I have fond memories of my time in this employment, and it is perhaps more frequently in my thoughts these days as the vote for Scottish secession comes potentially closer.

Who knows which way the Scots will vote, and far be it from me to second-guess them.

But I do have personal experience of that peculiar sense of Scottish nationalism, in that working for a National Scottish company, I did experience at times what can only be described as racism.

I was told to my face on one occasion that the job I was doing should be done by a Scot, but when I spoke about this to my boss, who was also an Englishman, he reassured me and said quite simply that they had appointed the best person for the job.

What this has reminded me of our those experiences that I had living in Scotland, almost exclusively positive, as Leith in Edinburgh was definitely on the up during my time there, thanks primarily to the fact that a new Scottish office building had recently been constructed in the port area, as a preliminary to the construction of the new Scottish Parliament building.

This meant that the flat in which my wife and I lived was within 400 yards of an extraordinary selection of world class restaurants, most of which had been opened in the wake of the transformation of the old port as part of the general tidying up of a depressed part of Scotland’s capital.

We loved eating out, and we truly had an incredible selection within short walking distance of where we were living.

This was a purpose built block of flats, but constructed in about 1816. The style of apartment is particular to Edinburgh, and would be described as a drawing room flat.

In short, this meant high ceilings and a huge living room.

We had a period shutters and a truly gigantic living room, that gave us spacious living, and good views from our second floor position.

Another proposed development that happened whilst we were in Edinburgh was the location of a permanent mooring for the Royal yacht Britannia, in the Port of Leith itself, with an associated shopping mall linked to a mooring station for transatlantic shipping.

▸ Data records:
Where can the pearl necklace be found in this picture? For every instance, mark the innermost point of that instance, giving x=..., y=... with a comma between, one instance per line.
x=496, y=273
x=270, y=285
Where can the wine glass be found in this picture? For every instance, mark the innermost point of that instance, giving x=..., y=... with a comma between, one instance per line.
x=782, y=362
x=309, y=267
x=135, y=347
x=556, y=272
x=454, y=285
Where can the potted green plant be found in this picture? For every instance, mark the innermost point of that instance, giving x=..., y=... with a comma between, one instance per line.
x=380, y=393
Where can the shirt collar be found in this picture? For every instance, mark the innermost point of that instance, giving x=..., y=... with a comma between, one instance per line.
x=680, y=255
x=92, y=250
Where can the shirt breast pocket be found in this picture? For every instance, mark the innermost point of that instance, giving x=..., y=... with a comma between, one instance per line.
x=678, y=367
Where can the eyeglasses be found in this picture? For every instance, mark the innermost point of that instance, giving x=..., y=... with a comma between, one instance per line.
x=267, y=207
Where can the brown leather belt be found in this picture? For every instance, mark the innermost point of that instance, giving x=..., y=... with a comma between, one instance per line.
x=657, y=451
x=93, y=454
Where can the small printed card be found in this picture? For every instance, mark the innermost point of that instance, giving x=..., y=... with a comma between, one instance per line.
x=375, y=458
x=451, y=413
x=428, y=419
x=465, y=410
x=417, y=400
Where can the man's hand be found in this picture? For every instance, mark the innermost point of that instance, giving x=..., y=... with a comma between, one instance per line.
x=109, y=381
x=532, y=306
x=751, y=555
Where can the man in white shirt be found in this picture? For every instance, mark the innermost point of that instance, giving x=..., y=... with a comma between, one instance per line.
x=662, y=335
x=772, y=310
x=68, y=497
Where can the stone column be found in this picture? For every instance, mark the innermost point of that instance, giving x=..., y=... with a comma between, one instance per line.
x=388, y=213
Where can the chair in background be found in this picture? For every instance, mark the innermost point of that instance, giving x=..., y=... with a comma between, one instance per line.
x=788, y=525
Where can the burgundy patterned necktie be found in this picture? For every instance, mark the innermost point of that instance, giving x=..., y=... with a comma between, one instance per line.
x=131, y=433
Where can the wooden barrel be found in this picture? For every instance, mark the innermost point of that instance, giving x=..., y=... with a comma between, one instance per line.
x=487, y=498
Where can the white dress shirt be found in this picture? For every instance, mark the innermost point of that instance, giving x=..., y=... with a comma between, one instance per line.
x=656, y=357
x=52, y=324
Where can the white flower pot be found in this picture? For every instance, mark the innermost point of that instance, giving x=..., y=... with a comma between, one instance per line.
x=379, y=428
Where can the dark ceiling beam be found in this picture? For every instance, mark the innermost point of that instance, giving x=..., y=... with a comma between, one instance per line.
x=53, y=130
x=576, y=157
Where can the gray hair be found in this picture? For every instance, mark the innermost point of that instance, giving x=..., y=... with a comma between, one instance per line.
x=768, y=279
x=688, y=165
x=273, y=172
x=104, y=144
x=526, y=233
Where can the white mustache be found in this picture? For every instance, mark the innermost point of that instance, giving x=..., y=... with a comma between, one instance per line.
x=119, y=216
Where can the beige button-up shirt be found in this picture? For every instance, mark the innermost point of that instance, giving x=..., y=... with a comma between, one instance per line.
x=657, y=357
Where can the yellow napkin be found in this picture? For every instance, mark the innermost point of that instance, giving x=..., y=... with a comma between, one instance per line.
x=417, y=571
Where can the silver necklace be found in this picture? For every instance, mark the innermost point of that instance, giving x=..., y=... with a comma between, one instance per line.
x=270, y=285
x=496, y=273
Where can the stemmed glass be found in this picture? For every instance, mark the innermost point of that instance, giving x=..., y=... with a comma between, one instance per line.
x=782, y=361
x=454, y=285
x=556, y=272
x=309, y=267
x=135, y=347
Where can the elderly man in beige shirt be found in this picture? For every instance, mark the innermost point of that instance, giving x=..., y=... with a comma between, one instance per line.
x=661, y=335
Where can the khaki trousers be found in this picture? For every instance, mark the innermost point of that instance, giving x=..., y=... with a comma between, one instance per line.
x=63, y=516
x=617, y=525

▸ Work instructions:
• A. In the memoir about living in Leith, how far was the flat from the selection of world-class restaurants?
• B. Condense the paragraph of the Leith memoir that begins "Another proposed development" into a single shorter sentence that keeps its main facts.
• C. Continue the memoir about living in Leith from its final sentence.

▸ Task answers:
• A. Within 400 yards.

• B. During the writer's time in Edinburgh, a permanent mooring for the Royal yacht Britannia was planned in the Port of Leith, with a shopping mall linked to a mooring station for transatlantic shipping.

• C.
This certainly added to reasons why people might visit Leith, and perhaps explains why when we left Edinburgh, we made a small killing on the sale of our flat, after owning it for just three years.

Of all of the restaurants available to us, perhaps our favourite was a small French restaurant, the name of which escapes me.

This was located just a little out of the way in the conversion of one of the many old warehouse buildings that would have served the merchants of the port.

It was an excellent conversion, and whilst we never ate upstairs, there was apparently an upstairs room that could be used for functions is required.

But we quickly felt completely at home in the beautifully and simply designed ground floor restaurant, and we seemed never to have a problem getting a table.

Service was attentive and efficient, and the linen was crisp and white.

And the food. French influenced but of the minimalist and uncluttered by sauces, but beautifully presented on a fabulous selection of square white plates.

It became a home from home for us, and though not as inexpensive as we might have liked, it became the place that we regularly dined weekly at, and if occasion presented itself, at the least excuse.

I remember precious little detail of the menus, but then, this is not a restaurant review. Suffice that the food was excellent and to our taste.

I remember that the restaurant was presided over by the portrait of a woman, that was I think uncompleted. But this only added to the sense of the space, and it may have been a genuine period antique, though it may equally have been painted only recently but with an accomplished hand.

Everything about the place spoke of style, and no wonder that we wished we could eat there on a daily basis.

I wonder sometimes if it still exists, though it matters not as it remains one of my fondest memories of time spent in Scotland.

And in the land of memories, nothing need change.